Teks yang Diberikan:
Sebaliknya, pernyataan yang digunakan penutur untuk mengurangi kemungkinan ancaman tersebut, disebut sebagai tindak penyelamat muka (Yule 2006: 106). Menurut Brown dan Levinson (1987: 85) untuk mengantisipasi keterancaman muka dapat dilakukan dengan beberapa strategi yang diterapkan dalam interaksi sosial sehari-hari tergantung pada derajat keterancamannya. Strategi tersebut yaitu bertutur secara terus (bald on record), bertindak tutur dengan kesantunan postitif, bertindak tutur dengan menggunakan kesantunan negatif, melakukan tindak tutur secara tidak langsung (off record), dan tidak melakukan tindak tutur atau diam saja.

Tujuan 1: Dalam teks tentang strategi kesantunan, apa sebutan bagi pernyataan yang digunakan penutur untuk mengurangi kemungkinan ancaman terhadap muka?
Tujuan 2: Berdasarkan teks tentang strategi kesantunan, jelaskan untuk apa strategi-strategi menurut Brown dan Levinson diterapkan dan apa yang menentukan strategi yang dipakai.
Tujuan 3: Tuliskan lanjutan teks tentang strategi kesantunan, dimulai setelah kalimat terakhirnya.
Data yang menyusul tidak dipakai sama sekali di sini.

Baris Data:
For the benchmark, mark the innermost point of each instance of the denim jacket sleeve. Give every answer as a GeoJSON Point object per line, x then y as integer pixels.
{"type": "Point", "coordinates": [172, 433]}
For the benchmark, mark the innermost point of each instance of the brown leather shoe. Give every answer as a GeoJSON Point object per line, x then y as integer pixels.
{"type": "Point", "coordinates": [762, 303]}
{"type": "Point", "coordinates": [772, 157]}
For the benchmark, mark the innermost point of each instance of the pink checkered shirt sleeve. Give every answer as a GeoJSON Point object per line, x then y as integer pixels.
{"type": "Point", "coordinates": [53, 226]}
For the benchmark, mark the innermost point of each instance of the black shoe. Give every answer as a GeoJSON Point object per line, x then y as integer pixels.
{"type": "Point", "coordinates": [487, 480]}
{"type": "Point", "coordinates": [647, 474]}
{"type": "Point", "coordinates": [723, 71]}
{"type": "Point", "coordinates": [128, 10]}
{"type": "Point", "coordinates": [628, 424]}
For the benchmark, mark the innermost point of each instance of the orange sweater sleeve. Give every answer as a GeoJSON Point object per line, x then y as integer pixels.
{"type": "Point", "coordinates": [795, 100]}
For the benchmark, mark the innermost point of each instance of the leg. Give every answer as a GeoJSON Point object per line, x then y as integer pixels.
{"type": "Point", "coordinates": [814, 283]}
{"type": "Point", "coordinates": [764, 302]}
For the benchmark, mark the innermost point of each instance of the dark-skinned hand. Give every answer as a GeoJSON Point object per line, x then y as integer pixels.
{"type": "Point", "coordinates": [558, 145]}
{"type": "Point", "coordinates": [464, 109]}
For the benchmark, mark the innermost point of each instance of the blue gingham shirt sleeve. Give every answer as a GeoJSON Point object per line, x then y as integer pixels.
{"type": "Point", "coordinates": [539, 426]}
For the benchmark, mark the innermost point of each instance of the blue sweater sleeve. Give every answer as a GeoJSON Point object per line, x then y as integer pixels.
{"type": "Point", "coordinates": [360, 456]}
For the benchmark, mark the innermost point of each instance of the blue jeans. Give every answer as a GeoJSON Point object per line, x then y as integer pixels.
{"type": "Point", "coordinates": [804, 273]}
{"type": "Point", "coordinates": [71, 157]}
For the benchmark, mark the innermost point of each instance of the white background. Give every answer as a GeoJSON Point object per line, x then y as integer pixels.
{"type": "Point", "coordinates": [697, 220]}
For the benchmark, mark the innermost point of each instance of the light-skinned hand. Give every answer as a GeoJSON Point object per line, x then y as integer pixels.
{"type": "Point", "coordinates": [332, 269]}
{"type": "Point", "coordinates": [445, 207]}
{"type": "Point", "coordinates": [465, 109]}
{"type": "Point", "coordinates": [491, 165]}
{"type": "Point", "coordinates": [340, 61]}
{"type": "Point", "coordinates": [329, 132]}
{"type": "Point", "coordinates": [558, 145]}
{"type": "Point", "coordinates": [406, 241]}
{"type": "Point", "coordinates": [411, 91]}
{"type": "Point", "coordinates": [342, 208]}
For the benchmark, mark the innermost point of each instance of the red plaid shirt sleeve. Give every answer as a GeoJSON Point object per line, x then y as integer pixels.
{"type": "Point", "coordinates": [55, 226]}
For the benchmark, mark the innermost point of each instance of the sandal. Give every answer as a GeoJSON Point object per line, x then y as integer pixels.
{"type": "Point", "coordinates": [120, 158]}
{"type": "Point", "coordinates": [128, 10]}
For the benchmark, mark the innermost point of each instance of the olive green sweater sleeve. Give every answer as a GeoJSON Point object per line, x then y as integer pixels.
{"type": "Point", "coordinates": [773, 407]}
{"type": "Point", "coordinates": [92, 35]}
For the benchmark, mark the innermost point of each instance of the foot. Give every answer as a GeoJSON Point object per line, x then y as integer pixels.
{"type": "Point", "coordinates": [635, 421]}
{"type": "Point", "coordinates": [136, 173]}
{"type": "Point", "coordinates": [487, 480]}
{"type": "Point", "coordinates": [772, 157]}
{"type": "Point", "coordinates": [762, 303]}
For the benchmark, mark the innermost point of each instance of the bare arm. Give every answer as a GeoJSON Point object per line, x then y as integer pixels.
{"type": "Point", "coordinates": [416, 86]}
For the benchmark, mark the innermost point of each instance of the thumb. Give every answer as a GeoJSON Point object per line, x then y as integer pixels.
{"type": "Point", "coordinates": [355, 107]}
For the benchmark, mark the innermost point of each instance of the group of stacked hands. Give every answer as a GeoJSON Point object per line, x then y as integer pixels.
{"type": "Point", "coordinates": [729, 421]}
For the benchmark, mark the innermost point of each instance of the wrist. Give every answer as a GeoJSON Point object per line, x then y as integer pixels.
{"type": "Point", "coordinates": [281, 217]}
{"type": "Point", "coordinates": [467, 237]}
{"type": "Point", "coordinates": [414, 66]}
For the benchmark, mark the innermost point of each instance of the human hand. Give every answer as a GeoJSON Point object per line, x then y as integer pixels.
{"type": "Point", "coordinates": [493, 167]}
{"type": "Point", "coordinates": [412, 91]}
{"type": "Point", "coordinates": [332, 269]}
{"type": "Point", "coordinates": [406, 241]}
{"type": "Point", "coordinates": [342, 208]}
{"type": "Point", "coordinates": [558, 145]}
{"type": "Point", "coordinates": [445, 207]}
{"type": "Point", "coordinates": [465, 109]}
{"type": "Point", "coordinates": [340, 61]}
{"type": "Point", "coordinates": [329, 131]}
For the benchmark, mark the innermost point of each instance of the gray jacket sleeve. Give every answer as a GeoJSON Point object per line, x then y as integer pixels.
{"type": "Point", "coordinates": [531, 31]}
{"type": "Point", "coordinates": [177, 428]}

Jawaban yang Diharapkan 1: Pernyataan itu disebut tindak penyelamat muka.

Jawaban yang Diharapkan 2: Strategi-strategi itu diterapkan dalam interaksi sosial sehari-hari untuk mengantisipasi keterancaman muka. Strategi yang dipakai bergantung pada derajat keterancaman muka tersebut.

Jawaban yang Diharapkan 3:
Salah satu contoh tuturan yang dapat berpotensi munculnya pengancaman muka adalah tuturan direktif. Dalam percakapan, seringkali penutur meminta mitra tutur untuk melakukan sesuatu yang disebut dengan permintaan. Sebuah permintaan dapat menyebabkan mitra tutur menjadi kehilangan muka karena mengurangi kebebasannya dalam bertindak (Brown and Levinson, 1987: 129).

Penulis menggunakan penelitian yang bersifat kualitatif dan sebagai cara penyajiannya penulis menggunakan metode deskriptif guna menganalisis strategi kesantunan mahasiswa sastra Jepang Udinus tingkat tiga dalam tindak tutur direktif untuk meminimalisir keterancaman muka mitra tutur.

Penelitian ini merupakan penelitian lapangan dengan langkah-langkah penelitian sebagai berikut:

  1. Menentukan situasi (場面) percakapan dengan beberapa tema yang diasumsikan dapat memunculkan strategi kesantunan tindak tutur direktif.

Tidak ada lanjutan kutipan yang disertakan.